• [Listing]:
** BEGIN **

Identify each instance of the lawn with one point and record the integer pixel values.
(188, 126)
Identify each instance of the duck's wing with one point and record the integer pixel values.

** END **
** BEGIN **

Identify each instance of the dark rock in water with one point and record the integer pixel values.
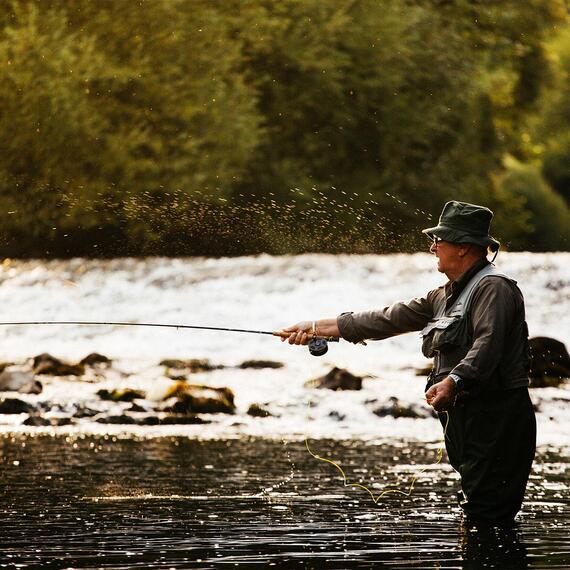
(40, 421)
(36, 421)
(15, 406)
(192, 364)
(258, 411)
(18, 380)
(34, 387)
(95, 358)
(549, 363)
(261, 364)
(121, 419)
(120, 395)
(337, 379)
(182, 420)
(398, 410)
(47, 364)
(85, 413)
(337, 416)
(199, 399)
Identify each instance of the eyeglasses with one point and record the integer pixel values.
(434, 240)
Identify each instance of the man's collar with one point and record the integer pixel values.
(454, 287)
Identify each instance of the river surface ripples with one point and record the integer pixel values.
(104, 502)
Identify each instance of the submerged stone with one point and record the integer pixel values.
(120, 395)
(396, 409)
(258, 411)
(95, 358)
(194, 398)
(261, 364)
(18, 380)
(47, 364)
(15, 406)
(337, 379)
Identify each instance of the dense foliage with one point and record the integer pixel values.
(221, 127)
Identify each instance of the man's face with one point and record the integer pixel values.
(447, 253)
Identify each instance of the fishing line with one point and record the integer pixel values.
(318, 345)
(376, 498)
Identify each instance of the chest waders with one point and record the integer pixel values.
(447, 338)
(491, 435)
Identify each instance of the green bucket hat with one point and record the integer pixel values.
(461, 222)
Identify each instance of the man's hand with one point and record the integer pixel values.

** END **

• [Given exercise]:
Starting with the line containing "Identify each instance of the chest" and going on through the line containing "Identify each instance of the man's hand", write out each of those lines again, requests included, and shift every number in the point coordinates up by 86.

• [Result below]:
Identify each instance of the chest waders with one point and record the integer pixel values.
(533, 424)
(577, 521)
Identify each instance of the green bucket hat with one point and record the integer pixel values.
(547, 308)
Identify each instance of the man's hand with one point and record the integer pixel values.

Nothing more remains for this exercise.